Task brief = From the listing below, output only the lines starting at the line that has "Task: each instance of the distant" and ending at the line that has "[[113, 62]]", exactly as they appear, ends included.

********************

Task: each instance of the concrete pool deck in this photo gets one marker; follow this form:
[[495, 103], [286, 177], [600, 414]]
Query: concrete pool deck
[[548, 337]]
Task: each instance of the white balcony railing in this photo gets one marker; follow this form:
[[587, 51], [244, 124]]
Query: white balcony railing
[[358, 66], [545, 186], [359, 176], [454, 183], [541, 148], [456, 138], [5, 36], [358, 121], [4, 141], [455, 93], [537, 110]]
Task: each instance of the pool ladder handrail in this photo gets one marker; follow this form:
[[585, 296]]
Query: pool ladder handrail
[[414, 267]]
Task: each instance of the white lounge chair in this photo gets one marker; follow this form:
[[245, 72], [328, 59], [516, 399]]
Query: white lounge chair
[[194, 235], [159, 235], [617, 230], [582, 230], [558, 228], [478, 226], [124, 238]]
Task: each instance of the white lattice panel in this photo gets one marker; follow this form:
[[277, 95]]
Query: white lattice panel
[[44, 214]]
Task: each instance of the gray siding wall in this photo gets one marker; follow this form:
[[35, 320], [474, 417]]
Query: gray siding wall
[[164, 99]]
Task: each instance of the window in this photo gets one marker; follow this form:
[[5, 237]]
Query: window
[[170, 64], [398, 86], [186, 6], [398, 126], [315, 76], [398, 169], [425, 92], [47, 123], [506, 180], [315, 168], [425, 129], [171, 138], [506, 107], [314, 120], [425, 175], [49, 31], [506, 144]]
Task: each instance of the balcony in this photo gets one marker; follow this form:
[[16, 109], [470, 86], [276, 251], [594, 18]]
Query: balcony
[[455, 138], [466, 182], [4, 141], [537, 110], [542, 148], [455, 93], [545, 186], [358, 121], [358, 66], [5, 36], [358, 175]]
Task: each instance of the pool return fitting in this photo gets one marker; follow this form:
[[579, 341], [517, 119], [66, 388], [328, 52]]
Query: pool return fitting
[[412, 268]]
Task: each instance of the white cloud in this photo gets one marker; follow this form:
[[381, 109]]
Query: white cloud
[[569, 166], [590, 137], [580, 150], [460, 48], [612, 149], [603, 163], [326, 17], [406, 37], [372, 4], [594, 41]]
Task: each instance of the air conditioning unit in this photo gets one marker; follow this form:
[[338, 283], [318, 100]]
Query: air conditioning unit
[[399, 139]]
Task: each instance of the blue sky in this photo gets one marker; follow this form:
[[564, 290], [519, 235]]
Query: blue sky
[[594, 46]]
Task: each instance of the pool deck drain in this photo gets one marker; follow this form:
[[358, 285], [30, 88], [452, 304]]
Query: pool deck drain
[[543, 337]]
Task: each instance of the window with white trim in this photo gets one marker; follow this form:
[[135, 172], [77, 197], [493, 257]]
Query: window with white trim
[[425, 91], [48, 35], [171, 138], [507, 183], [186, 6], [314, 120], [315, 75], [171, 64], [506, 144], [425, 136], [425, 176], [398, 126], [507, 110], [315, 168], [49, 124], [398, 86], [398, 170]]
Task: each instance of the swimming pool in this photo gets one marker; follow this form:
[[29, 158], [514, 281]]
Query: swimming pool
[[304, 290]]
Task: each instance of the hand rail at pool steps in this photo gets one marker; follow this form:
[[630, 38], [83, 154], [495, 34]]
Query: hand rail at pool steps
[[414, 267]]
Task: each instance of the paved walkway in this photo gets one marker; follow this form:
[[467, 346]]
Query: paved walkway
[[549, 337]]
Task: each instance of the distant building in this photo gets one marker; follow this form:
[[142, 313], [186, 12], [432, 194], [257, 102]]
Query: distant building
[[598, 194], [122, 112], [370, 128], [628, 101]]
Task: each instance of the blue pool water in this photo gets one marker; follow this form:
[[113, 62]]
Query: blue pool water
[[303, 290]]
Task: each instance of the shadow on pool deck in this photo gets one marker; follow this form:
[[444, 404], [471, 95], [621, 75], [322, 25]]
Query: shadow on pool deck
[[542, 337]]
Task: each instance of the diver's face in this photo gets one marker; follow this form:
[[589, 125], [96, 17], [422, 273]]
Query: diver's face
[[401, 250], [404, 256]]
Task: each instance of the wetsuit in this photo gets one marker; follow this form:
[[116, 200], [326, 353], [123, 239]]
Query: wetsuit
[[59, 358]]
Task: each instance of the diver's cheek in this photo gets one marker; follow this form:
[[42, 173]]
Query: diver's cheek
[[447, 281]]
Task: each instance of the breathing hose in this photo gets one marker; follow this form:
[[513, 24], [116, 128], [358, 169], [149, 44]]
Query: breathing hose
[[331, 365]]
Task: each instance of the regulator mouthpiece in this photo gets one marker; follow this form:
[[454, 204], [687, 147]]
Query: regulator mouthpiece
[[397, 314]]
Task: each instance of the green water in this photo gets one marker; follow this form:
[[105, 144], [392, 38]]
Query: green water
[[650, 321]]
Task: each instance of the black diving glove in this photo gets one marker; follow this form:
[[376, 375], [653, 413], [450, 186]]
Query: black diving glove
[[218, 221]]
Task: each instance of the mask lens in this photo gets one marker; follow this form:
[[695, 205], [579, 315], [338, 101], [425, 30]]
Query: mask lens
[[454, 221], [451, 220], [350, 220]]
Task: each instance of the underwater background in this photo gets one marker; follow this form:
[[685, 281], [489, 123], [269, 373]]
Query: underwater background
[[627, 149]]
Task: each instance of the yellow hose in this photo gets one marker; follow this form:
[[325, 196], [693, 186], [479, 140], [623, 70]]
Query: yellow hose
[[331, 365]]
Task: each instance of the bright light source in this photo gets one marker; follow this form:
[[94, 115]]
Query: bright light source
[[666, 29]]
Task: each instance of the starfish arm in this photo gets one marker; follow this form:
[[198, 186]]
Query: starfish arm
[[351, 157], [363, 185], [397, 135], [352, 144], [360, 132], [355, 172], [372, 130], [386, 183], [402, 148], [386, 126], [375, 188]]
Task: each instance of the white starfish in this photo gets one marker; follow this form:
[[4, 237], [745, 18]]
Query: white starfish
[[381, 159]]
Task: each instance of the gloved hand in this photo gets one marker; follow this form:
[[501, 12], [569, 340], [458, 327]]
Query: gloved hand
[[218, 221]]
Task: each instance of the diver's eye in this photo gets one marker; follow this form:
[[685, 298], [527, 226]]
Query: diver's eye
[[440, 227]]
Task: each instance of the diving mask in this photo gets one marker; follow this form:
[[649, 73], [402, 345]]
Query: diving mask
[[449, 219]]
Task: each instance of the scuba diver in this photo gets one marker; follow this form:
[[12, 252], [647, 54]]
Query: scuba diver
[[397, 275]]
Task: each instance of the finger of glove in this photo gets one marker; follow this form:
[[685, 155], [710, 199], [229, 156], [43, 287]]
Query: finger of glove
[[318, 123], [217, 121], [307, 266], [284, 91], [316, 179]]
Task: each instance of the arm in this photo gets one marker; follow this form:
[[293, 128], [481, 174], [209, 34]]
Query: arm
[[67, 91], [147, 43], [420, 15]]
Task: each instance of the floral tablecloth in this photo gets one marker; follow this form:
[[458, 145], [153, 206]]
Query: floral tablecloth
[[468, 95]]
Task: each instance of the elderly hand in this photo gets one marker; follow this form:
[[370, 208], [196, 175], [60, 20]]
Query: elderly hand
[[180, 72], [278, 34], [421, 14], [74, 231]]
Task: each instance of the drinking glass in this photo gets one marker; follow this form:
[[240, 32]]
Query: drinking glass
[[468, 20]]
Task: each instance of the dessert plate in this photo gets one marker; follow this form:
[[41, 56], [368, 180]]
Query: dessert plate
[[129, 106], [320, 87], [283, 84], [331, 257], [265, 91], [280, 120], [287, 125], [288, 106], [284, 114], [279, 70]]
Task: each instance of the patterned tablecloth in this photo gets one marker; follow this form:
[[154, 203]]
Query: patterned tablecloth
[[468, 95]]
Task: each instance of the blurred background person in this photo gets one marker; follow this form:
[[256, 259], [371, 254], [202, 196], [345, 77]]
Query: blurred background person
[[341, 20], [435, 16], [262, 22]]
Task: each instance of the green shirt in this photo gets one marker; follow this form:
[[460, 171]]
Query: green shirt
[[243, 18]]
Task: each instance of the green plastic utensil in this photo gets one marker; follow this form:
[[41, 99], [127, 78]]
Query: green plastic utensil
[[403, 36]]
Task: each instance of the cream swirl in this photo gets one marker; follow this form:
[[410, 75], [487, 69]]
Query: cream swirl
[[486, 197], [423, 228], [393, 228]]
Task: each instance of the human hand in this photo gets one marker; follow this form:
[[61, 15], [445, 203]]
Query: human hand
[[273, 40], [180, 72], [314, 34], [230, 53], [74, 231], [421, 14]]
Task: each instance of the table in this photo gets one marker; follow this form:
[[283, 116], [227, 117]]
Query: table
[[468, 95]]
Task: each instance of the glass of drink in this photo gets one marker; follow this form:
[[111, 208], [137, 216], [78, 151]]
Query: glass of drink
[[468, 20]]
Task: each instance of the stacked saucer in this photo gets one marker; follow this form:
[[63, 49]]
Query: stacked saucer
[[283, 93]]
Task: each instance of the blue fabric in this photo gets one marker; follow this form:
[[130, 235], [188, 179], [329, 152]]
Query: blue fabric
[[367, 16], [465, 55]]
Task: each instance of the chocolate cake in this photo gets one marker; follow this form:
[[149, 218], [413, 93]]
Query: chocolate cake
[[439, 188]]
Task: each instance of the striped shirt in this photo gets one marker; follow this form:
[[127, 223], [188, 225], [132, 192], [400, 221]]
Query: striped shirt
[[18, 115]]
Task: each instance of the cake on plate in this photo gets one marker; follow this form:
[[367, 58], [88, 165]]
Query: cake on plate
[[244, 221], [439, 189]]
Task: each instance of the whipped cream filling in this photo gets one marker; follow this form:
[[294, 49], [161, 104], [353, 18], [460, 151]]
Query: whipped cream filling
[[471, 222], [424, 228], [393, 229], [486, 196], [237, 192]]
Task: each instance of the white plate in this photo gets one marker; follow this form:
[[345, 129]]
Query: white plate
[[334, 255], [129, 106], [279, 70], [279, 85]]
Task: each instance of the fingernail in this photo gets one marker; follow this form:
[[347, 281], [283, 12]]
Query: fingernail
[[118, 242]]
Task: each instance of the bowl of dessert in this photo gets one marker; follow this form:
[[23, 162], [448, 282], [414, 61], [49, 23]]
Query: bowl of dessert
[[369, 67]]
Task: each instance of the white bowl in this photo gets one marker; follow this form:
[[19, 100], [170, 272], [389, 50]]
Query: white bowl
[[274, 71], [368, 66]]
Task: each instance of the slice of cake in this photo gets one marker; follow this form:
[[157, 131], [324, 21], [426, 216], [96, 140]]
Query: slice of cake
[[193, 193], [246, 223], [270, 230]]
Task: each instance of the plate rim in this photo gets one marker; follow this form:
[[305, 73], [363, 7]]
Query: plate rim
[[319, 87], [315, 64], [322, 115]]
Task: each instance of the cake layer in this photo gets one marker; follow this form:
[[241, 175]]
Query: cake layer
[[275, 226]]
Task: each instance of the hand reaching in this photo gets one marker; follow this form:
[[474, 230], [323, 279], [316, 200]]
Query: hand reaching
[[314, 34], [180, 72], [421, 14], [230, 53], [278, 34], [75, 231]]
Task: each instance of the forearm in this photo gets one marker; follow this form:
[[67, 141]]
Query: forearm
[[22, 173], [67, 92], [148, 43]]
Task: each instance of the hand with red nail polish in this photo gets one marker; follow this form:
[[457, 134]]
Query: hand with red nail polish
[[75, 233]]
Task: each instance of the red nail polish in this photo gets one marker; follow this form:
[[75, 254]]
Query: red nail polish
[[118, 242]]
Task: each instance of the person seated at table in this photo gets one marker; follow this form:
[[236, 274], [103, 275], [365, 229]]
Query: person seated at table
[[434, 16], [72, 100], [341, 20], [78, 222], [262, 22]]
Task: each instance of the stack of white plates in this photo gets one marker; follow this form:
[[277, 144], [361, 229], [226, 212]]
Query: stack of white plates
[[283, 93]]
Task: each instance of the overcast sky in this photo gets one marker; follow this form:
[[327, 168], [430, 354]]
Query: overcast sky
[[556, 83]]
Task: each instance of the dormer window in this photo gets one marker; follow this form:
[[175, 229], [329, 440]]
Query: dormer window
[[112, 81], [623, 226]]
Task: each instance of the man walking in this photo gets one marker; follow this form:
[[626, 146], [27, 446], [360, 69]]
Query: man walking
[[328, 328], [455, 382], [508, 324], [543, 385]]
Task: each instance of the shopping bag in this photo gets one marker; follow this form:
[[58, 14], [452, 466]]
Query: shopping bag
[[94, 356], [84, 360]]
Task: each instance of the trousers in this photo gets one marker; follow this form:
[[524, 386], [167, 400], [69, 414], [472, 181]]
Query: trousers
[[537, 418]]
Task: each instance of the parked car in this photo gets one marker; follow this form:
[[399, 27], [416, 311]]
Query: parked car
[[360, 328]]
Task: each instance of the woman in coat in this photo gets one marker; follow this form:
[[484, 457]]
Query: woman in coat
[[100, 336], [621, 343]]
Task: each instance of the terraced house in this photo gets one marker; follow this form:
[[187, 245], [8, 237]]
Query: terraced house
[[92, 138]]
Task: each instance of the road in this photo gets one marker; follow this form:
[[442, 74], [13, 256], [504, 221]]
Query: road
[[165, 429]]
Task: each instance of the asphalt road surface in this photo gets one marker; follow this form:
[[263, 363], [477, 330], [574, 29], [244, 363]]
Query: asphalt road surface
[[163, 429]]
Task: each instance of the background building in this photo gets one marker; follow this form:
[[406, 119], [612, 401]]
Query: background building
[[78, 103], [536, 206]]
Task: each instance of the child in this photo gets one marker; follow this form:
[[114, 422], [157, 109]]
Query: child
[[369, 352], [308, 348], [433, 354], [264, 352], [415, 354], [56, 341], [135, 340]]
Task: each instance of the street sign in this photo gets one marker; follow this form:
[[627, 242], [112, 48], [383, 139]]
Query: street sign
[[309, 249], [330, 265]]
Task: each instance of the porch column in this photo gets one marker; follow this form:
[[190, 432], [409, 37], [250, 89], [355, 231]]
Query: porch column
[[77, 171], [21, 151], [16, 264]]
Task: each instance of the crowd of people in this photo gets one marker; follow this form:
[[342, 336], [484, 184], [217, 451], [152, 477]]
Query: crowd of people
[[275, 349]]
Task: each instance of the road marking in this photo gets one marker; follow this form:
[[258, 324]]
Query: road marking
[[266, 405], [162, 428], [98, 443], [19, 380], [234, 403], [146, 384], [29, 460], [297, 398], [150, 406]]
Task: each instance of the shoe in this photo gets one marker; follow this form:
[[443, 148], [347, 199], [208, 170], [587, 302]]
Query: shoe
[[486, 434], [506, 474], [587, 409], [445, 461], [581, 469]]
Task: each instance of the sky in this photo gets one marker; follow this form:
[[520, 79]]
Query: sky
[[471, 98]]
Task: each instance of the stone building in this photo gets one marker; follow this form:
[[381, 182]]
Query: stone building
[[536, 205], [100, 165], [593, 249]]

********************

Result for this task =
Task: each instance of the distant building in this photo gets one marker; follow this form:
[[142, 313], [186, 12], [432, 194], [257, 102]]
Query: distant building
[[598, 194], [122, 112], [370, 128], [628, 101]]
Task: each instance of the blue pool water in this photo gets one marker; follow this form:
[[113, 62]]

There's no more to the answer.